# GIVEN TASK 1
Summarize the text about the King Street Patriots in two sentences.

# TEXT SHOWN
* BEGIN *

The epiphany prompted Ms. Engelbrecht to work as a poll watcher in the 2009 local elections along with others in the King Street Patriots, the Tea Party group she founded. It was supposed to be a one-day assignment, but it crystallized the concerns of Ms. Engelbrecht and her fellow volunteers, who said they saw shenanigans including outright fraud. The group felt duty bound to continue its activities.
In Houston, the group targeted the Congressional district represented by Sheila Jackson Lee, a Democrat who is black. Ms. Engelbrecht said the group settled on Ms. Lee's district because thousands of addresses there housed six or more registered voters, which it took as an indication of inaccurate registrations. The methodology, which the group still uses, could disproportionately affect lower income families.
Volunteers spent five months analyzing 3,800 registrations in Ms. Lee's district, discovering more than 500 voters that the group said were problematic. More than 200 voters were registered at vacant lots, prompting Ms. Engelbrecht to later remark that those voters had a "Lord of the Rings Middle Earth sort of thing going on."
The reality was far less interesting.

* END *

Annotated coordinate rows
* BEGIN *

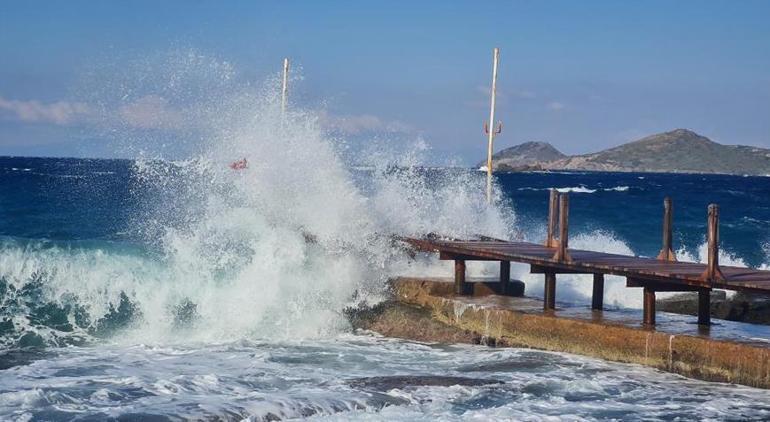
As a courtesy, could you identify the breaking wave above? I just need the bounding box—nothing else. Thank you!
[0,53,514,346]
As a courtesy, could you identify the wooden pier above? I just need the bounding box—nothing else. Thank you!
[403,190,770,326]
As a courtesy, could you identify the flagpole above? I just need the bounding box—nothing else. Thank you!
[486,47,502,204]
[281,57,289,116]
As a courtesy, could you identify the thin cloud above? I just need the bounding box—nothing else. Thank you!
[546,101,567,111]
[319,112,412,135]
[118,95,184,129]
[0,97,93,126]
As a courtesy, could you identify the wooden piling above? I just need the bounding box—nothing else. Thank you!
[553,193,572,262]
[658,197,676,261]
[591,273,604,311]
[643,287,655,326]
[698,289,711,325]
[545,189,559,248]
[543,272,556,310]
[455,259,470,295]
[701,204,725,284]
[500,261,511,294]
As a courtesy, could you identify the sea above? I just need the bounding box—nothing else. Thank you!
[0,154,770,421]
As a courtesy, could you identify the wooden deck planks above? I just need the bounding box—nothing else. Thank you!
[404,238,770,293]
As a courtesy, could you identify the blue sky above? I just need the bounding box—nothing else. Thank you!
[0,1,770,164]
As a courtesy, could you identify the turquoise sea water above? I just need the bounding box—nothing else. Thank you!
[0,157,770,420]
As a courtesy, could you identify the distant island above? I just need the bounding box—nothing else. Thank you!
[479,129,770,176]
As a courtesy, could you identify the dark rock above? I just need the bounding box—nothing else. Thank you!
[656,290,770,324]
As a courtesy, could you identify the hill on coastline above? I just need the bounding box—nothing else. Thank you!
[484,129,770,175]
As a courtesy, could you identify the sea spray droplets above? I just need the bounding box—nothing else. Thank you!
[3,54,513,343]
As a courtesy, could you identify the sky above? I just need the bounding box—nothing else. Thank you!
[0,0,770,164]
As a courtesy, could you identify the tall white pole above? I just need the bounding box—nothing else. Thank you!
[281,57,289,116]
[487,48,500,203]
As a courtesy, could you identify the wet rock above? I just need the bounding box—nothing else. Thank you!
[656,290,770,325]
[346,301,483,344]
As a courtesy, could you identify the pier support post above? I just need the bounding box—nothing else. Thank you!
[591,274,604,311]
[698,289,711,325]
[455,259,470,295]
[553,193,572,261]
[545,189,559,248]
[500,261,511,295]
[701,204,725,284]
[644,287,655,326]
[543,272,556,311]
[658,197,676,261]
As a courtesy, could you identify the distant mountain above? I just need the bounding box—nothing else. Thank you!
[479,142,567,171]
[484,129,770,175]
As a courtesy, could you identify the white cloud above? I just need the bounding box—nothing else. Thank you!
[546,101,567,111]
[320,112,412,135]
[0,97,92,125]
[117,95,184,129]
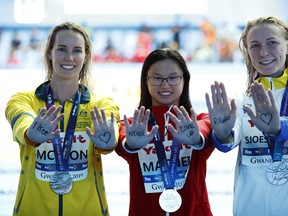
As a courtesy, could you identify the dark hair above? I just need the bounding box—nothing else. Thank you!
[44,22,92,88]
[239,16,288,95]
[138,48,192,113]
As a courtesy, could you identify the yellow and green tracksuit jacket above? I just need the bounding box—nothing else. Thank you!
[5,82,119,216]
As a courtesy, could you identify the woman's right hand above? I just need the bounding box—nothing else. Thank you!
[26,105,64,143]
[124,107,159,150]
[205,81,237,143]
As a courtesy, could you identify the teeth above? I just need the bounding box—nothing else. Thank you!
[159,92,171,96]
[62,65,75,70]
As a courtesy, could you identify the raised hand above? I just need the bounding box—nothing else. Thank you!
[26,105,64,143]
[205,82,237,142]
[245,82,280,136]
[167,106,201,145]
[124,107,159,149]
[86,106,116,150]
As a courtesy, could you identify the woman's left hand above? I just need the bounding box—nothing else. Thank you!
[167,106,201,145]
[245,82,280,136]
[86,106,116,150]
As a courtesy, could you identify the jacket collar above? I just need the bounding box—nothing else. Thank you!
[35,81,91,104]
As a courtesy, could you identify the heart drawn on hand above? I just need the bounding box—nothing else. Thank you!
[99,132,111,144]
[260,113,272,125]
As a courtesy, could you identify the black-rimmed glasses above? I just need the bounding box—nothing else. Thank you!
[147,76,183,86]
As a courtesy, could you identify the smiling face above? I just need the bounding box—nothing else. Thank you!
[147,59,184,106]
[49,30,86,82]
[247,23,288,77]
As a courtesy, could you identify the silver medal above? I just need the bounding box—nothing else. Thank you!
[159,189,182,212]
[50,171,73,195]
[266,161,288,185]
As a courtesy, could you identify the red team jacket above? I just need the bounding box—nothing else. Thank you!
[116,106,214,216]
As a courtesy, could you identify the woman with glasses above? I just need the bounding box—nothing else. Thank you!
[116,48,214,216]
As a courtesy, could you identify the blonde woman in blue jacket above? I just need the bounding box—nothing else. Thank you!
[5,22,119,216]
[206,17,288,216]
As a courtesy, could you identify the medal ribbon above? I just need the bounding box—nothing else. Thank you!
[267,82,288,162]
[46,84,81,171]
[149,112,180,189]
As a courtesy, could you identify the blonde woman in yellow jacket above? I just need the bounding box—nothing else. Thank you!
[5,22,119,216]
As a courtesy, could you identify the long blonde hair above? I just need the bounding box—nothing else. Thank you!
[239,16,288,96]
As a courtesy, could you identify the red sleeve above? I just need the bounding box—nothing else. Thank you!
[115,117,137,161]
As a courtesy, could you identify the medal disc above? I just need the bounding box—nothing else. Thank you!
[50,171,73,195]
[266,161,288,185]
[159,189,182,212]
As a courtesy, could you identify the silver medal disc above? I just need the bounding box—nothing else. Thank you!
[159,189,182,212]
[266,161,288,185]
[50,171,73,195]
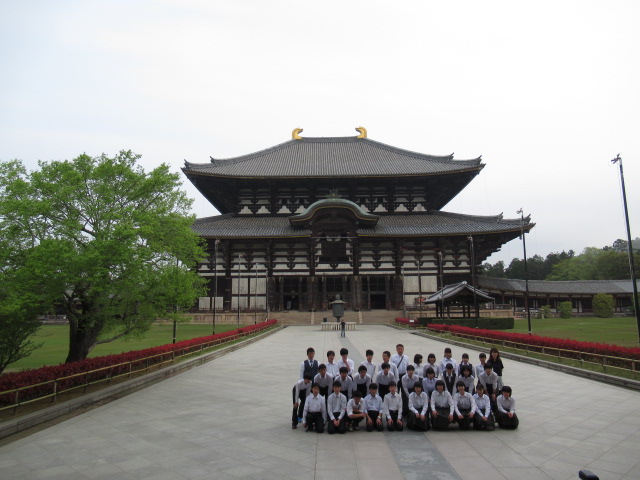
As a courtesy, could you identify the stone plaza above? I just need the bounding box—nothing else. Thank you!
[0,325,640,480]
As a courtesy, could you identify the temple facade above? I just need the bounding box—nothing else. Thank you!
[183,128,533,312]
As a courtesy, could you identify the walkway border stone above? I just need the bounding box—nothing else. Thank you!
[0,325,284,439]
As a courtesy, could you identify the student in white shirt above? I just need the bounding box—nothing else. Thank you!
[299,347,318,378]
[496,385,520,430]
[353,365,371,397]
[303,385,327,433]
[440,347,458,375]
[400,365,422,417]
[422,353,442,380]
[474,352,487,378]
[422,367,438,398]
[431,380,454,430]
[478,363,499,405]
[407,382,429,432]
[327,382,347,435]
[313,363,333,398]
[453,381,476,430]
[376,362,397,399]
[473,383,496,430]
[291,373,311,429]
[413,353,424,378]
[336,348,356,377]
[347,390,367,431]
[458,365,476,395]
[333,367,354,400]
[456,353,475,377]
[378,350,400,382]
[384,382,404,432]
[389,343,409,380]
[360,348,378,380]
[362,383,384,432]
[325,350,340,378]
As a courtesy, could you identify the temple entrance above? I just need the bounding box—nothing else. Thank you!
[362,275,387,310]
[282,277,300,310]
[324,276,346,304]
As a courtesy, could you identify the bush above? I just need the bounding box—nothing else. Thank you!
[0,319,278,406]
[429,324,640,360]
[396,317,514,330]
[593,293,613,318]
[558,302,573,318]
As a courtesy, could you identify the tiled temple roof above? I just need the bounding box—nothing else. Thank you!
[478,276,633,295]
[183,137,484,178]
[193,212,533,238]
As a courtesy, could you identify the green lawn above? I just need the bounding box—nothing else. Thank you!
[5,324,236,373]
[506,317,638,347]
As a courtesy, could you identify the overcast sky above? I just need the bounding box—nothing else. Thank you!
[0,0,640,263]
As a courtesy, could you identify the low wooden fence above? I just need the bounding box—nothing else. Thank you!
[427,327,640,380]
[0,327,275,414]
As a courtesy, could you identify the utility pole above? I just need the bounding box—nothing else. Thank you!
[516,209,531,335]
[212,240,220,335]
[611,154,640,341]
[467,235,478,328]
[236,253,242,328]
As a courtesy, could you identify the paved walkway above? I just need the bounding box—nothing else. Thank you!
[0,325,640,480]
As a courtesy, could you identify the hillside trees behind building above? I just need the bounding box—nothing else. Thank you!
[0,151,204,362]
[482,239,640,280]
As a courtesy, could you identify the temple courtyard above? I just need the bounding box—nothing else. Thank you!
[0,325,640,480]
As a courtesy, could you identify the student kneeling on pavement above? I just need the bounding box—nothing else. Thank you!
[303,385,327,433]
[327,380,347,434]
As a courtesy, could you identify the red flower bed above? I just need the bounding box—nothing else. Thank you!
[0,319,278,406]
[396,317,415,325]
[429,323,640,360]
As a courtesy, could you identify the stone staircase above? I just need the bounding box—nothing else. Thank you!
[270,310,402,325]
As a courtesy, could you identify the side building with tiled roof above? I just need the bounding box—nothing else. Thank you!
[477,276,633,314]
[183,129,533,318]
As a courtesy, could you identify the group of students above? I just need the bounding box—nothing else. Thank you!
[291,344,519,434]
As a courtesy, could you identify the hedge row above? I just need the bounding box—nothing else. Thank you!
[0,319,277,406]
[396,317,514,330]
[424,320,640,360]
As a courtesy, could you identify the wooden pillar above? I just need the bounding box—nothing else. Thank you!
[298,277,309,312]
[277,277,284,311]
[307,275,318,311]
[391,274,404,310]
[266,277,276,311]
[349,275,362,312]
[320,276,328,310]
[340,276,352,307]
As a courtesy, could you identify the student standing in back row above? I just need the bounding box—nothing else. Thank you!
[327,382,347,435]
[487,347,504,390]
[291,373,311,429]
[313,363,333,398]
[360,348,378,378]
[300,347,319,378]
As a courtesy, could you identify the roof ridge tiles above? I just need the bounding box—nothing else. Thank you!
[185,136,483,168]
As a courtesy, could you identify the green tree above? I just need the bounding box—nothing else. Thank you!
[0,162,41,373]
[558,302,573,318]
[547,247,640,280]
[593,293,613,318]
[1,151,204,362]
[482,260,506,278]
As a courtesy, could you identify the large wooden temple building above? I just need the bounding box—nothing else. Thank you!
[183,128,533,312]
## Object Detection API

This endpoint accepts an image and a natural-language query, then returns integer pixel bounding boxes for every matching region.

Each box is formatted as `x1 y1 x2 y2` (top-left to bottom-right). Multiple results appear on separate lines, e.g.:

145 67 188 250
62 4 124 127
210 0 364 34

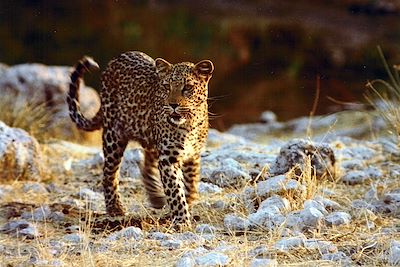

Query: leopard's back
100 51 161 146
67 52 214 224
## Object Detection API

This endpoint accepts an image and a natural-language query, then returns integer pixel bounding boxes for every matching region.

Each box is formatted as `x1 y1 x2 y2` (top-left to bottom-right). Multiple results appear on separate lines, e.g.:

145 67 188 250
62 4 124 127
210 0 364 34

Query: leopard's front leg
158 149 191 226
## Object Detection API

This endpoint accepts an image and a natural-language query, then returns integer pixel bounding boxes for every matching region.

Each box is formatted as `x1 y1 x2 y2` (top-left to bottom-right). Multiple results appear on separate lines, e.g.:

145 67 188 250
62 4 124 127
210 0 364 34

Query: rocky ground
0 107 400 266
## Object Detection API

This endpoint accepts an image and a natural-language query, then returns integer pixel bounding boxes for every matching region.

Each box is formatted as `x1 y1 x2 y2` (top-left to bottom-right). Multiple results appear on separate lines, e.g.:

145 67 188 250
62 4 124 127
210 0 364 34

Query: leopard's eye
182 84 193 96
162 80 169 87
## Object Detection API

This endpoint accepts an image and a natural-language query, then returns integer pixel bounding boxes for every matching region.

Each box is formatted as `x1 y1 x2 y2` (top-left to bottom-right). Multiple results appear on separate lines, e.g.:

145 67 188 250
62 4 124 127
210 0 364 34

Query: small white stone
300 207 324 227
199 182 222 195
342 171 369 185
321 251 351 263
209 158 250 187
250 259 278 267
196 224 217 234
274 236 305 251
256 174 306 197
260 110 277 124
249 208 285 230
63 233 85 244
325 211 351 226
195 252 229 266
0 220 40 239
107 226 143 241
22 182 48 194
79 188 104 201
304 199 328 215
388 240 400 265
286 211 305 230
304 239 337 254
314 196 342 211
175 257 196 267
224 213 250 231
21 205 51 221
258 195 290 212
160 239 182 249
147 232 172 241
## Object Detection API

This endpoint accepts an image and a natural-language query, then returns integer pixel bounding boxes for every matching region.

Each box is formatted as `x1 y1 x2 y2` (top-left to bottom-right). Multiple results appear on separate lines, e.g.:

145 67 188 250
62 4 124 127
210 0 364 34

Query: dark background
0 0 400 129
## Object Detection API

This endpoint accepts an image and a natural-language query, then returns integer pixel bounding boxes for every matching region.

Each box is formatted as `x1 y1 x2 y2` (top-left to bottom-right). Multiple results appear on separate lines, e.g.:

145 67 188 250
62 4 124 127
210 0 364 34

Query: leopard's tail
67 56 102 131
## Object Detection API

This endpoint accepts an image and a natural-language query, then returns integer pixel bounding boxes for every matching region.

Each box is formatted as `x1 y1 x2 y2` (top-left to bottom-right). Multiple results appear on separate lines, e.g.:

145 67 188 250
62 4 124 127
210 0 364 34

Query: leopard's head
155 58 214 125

* END *

# GIVEN TASK 2
In the rows, switch "white" to "silver" in everything from the line containing "As a courtesy, could you identify the tall" down to the line containing "[487,48,500,203]", and give those lines back with nothing else changed.

# FULL RESPONSE 1
Ms. Engelbrecht worked as a poll watcher in the 2009 local elections with the King Street Patriots, the Tea Party group she founded, and the group kept up its activities after volunteers said they saw shenanigans including outright fraud. In Houston, the group targeted Sheila Jackson Lee's Congressional district, where volunteers analyzed 3,800 registrations and said more than 500 voters were problematic, including more than 200 registered at vacant lots.

# FULL RESPONSE 2
As a courtesy, could you identify the tall silver pole above? I just need the bounding box—nothing else. Thank you!
[281,57,289,116]
[487,48,500,203]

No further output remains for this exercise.